Scan the lines below for the string "trunk" and copy every one that has it.

◆ **Task inputs**:
○ ○ ○ ○ ○

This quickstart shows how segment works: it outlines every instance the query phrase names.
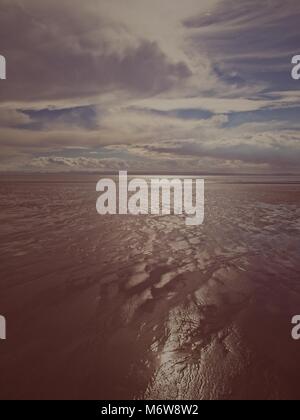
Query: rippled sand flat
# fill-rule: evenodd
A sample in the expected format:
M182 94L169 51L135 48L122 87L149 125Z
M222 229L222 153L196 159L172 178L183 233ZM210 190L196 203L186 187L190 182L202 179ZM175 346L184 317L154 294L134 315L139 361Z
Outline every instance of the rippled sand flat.
M208 178L203 226L0 182L0 398L300 398L300 184Z

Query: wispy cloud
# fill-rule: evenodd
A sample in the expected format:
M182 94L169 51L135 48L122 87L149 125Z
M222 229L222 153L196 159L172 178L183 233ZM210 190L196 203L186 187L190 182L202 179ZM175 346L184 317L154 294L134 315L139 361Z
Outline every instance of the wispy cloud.
M297 171L298 1L0 6L0 169Z

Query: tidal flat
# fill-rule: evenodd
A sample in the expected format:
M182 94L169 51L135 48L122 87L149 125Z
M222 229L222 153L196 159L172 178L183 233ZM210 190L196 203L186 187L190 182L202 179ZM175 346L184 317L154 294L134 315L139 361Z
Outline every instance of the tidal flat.
M206 177L205 221L0 181L1 399L299 399L300 181Z

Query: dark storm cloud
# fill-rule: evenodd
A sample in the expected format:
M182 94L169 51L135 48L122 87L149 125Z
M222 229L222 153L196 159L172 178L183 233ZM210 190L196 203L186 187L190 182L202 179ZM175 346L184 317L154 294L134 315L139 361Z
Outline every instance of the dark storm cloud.
M0 0L0 7L1 52L9 63L2 101L82 98L112 89L157 93L190 75L157 43L132 40L126 27L76 0Z

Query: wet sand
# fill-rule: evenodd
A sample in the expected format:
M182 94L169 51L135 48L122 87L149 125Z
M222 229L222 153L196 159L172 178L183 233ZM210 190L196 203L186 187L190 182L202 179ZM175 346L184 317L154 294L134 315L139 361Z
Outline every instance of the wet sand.
M0 181L1 399L298 399L300 184L208 177L203 226Z

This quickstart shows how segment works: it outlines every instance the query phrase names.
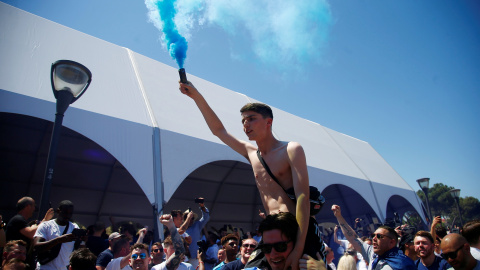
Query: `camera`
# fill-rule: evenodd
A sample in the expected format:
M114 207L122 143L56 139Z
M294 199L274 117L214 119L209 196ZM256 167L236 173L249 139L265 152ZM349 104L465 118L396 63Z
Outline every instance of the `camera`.
M87 235L87 231L84 229L73 229L72 234L75 235L76 237L82 237Z
M195 203L203 203L204 201L204 198L195 198Z
M203 252L203 253L207 252L208 244L207 244L207 242L205 242L205 240L197 241L197 246L198 246L198 251Z

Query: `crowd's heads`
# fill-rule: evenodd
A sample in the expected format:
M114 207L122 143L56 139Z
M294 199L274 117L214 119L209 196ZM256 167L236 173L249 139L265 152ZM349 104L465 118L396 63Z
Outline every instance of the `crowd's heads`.
M154 261L162 261L163 260L163 255L164 255L164 250L162 243L160 242L155 242L152 245L152 259Z
M476 246L480 242L480 220L472 220L462 228L462 236L465 237L471 246Z
M372 235L373 251L377 255L383 255L385 252L397 245L398 234L392 227L380 226Z
M427 231L418 231L414 239L415 252L422 259L429 258L434 255L435 243L432 235Z
M335 252L330 247L325 247L325 252L327 253L327 263L331 263L335 259Z
M21 210L25 209L27 206L32 206L35 208L35 201L30 198L30 197L23 197L20 200L18 200L17 205L16 205L16 210L17 212L20 212Z
M137 243L131 247L130 266L134 270L147 270L150 263L150 254L148 246L143 243Z
M243 259L247 260L250 258L250 255L257 247L258 243L253 238L247 238L242 240L242 245L240 246L240 254Z
M398 243L398 247L400 248L403 253L405 253L405 250L408 249L410 246L413 246L413 239L415 238L415 235L413 234L403 234L402 237L400 237L400 242Z
M180 227L183 222L182 210L172 210L170 214L172 215L172 219L173 219L173 223L175 224L175 227L177 228Z
M248 111L259 113L263 116L263 118L273 119L272 109L267 104L247 103L240 109L240 113L248 112Z
M217 252L218 262L221 263L221 262L225 261L225 258L226 258L225 249L223 249L223 248L219 249L218 252Z
M132 239L133 236L135 235L135 227L133 224L130 223L124 223L119 229L120 233L127 236L128 238Z
M105 223L103 221L97 221L93 225L93 231L95 232L103 232L105 230Z
M338 270L355 270L357 269L357 260L350 254L344 254L338 261Z
M88 248L80 248L74 250L70 254L69 270L95 270L97 256L93 254Z
M27 258L27 243L23 240L8 241L3 247L3 261L10 259L20 259L25 261Z
M466 269L475 260L470 253L470 245L465 237L451 233L442 239L442 258L455 269Z
M221 240L227 258L234 257L238 253L238 236L233 233L227 234Z

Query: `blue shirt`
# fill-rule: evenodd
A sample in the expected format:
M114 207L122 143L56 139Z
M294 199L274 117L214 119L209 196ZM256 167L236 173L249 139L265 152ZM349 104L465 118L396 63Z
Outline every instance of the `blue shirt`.
M192 243L188 247L190 250L190 256L192 258L195 258L197 255L197 250L198 250L198 245L197 241L200 240L201 237L201 232L203 227L207 224L207 222L210 220L210 213L208 212L208 209L205 207L205 212L200 210L202 212L202 218L200 220L195 221L192 226L188 227L187 229L187 234L190 235L192 238Z
M432 265L426 267L423 265L420 259L415 261L415 265L419 270L447 270L448 268L452 267L446 260L441 257L435 256L435 260L433 261Z

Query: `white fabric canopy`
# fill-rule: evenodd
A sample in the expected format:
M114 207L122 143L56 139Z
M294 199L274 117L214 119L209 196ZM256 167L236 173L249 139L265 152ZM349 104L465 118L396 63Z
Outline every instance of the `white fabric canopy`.
M53 122L56 100L50 66L60 59L82 63L91 70L93 80L67 110L64 127L113 156L148 202L160 209L162 202L168 202L164 210L186 209L193 205L194 196L202 195L207 206L215 208L212 224L233 220L253 226L258 222L261 202L251 169L242 156L210 133L193 101L178 91L175 68L4 3L0 3L0 33L0 112L6 113L4 117L19 114ZM188 77L226 128L245 138L238 109L256 100L193 75ZM302 144L310 184L324 191L327 205L343 204L350 208L352 217L369 212L364 207L367 205L383 221L391 216L390 203L392 211L403 214L414 210L424 217L414 190L368 143L272 109L275 136ZM117 177L121 176L110 179L123 183ZM5 178L2 181L8 182ZM335 185L342 187L344 194L353 190L356 195L329 196L325 191ZM2 197L4 193L2 189ZM398 196L403 200L391 200ZM102 212L119 207L107 204L103 201ZM97 212L95 218L101 216ZM329 210L320 216L333 220ZM144 218L142 222L148 221Z

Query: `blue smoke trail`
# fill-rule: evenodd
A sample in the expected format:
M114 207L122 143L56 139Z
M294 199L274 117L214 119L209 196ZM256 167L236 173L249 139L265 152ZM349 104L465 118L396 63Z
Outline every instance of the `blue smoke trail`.
M150 9L150 19L163 32L163 39L170 56L177 61L179 68L183 68L187 58L188 42L178 33L175 24L175 15L177 14L175 3L176 0L145 1Z

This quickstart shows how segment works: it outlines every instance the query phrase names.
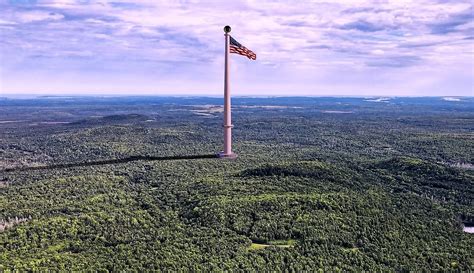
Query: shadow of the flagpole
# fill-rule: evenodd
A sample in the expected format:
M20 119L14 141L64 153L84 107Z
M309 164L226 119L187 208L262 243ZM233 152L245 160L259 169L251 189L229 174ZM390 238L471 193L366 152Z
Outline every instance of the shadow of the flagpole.
M97 160L97 161L86 161L86 162L71 162L54 165L44 166L33 166L33 167L19 167L19 168L7 168L0 170L0 172L18 172L18 171L34 171L34 170L53 170L53 169L66 169L74 167L88 167L88 166L100 166L100 165L111 165L121 164L133 161L166 161L166 160L185 160L185 159L207 159L207 158L219 158L217 154L205 154L205 155L176 155L176 156L130 156L118 159L108 160Z

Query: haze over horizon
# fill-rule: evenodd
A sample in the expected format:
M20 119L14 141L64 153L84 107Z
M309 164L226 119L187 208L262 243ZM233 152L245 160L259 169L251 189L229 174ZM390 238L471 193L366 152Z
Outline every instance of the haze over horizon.
M473 96L471 1L0 0L0 96ZM192 91L190 91L192 90Z
M0 94L0 99L6 98L6 99L40 99L40 98L172 98L172 97L182 97L182 98L221 98L222 94L217 94L217 95L212 95L212 94L132 94L132 93L122 93L122 94L115 94L115 93L109 93L109 94L104 94L104 93L95 93L95 94L90 94L90 93L82 93L82 94L77 94L77 93L71 93L71 94L49 94L49 93L37 93L37 94L26 94L26 93L20 93L20 94ZM374 102L388 102L388 99L393 99L393 98L441 98L445 101L453 101L453 102L459 102L459 101L464 101L461 100L461 98L473 98L473 95L443 95L443 96L417 96L417 95L403 95L403 96L397 96L397 95L390 95L390 96L384 96L384 95L236 95L232 96L233 98L359 98L359 99L374 99L372 101ZM376 99L376 100L375 100ZM387 99L387 100L385 100ZM379 101L380 100L380 101Z

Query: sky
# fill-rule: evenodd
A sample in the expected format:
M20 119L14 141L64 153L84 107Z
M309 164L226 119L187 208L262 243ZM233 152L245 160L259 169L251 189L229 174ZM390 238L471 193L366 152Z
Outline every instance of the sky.
M474 96L471 0L0 0L0 96Z

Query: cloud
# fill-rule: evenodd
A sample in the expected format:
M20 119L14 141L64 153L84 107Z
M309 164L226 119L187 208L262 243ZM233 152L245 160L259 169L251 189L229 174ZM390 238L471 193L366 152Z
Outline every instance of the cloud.
M380 55L380 54L376 54ZM368 66L375 66L375 67L407 67L413 66L418 64L422 59L418 56L413 55L399 55L399 56L391 56L388 58L383 59L373 59L367 62Z
M44 12L44 11L28 11L20 12L17 15L19 23L31 23L35 21L56 21L64 18L64 15L55 12Z
M472 33L472 22L474 18L472 7L459 13L450 14L447 18L441 19L439 22L429 24L433 34L446 34L459 31L462 25L470 24Z
M220 92L222 27L229 24L258 55L256 62L232 57L233 75L248 92L270 83L277 93L452 92L455 79L455 92L472 93L470 1L24 0L0 2L0 9L3 92L67 92L85 82L91 85L81 88L91 90L94 83ZM384 81L375 84L374 73ZM43 82L22 87L24 77L39 74ZM58 75L71 84L49 85ZM140 81L119 84L125 79Z
M341 27L341 29L349 29L349 30L354 29L354 30L359 30L363 32L381 31L381 30L384 30L385 28L386 27L383 25L372 24L364 20L351 22Z

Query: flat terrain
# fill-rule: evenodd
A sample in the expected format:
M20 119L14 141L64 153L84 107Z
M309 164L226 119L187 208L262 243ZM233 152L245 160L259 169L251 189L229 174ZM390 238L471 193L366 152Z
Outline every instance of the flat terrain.
M0 98L0 271L474 270L474 98L221 104Z

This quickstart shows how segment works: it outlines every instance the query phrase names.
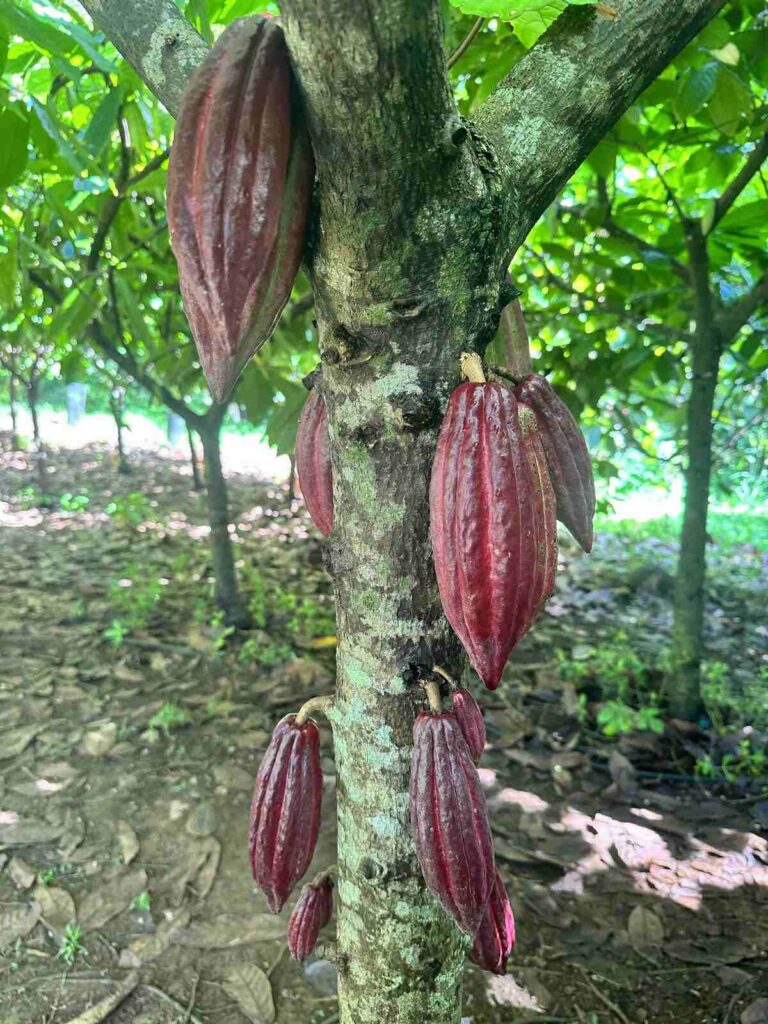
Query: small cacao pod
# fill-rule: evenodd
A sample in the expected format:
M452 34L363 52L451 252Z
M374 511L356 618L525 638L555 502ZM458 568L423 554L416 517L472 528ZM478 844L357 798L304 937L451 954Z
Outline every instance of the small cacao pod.
M296 430L296 472L307 510L318 530L333 530L333 474L328 451L328 413L317 387L309 393Z
M430 531L443 611L495 690L557 568L536 420L508 388L468 382L451 395L432 465Z
M507 973L507 958L515 946L515 918L509 905L507 890L501 875L496 880L488 900L488 909L475 936L469 954L473 963L492 974Z
M249 830L251 868L273 913L306 872L320 829L323 774L312 719L287 715L275 726L256 776Z
M472 760L477 764L485 750L485 719L480 705L469 690L463 687L454 690L453 713L467 741Z
M416 718L410 814L424 881L474 935L493 886L493 841L477 768L450 711Z
M333 882L320 875L301 890L288 921L288 950L294 960L307 959L332 913Z
M595 482L584 435L552 385L532 373L515 388L536 417L557 503L557 518L585 551L592 550Z
M290 297L313 177L282 28L233 21L189 80L168 164L184 309L219 402Z

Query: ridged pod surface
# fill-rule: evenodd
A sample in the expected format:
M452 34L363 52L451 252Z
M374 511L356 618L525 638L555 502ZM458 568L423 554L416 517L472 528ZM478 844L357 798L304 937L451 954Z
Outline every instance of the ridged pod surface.
M485 750L485 719L480 705L469 690L463 687L454 690L453 713L467 741L472 760L477 764Z
M333 913L333 882L324 875L301 890L288 921L288 951L294 960L306 960L317 944L320 929Z
M450 711L416 718L410 813L424 881L474 935L493 886L493 842L477 768Z
M536 417L557 501L557 518L585 551L592 550L595 482L584 435L552 385L531 374L515 388Z
M309 393L296 430L296 472L307 510L318 530L333 530L333 474L328 451L328 414L317 387Z
M488 900L488 909L469 956L472 962L482 967L484 971L506 974L507 958L514 946L515 918L504 882L497 871L491 898Z
M552 591L555 496L536 420L500 384L451 395L430 486L430 530L446 618L485 685Z
M314 161L282 28L242 18L189 80L168 164L184 309L214 398L269 338L304 248Z
M249 830L251 868L277 914L306 872L320 829L323 773L312 719L278 722L256 776Z

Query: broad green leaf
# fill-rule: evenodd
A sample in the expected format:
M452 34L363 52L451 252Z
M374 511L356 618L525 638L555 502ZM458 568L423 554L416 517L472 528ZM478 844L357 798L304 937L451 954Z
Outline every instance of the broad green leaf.
M733 135L749 109L749 87L730 68L720 65L715 90L707 106L712 124L723 135Z
M213 32L208 19L208 4L206 0L187 0L184 12L200 35L207 43L213 43Z
M27 166L29 121L24 106L13 103L0 110L0 188L17 181Z
M462 14L511 22L538 15L547 25L554 21L568 4L585 6L595 2L596 0L451 0L453 6L458 7Z
M618 144L613 139L603 139L589 154L587 163L594 168L599 177L610 179L616 169L618 149Z
M700 68L688 68L680 78L673 106L681 121L701 110L710 98L717 81L717 71L717 64L712 61Z
M0 0L0 17L14 35L28 39L41 50L55 57L68 57L75 49L74 41L51 24L51 19L22 11L10 0Z
M42 128L49 138L53 139L59 150L59 153L64 157L70 167L80 172L85 170L85 161L75 152L74 147L64 138L64 135L59 128L58 118L55 112L52 112L50 107L44 107L39 100L32 98L32 109L37 114Z
M7 235L4 241L8 251L0 253L0 311L16 301L19 283L19 236Z
M8 59L8 29L0 21L0 75L5 71Z
M117 113L123 102L123 89L118 86L110 89L96 108L96 113L83 136L83 145L96 157L106 146L109 137L117 126Z
M60 338L63 341L77 339L97 312L94 289L73 288L55 311L47 327L48 334L52 339Z

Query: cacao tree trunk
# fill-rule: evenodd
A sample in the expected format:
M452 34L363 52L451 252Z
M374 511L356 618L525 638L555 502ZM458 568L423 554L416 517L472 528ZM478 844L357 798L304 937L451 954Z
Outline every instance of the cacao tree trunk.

○ ○ ○ ○ ○

◆ **Completed exercise**:
Query: cacao tree trunk
Outline every instance of the cacao tree trunk.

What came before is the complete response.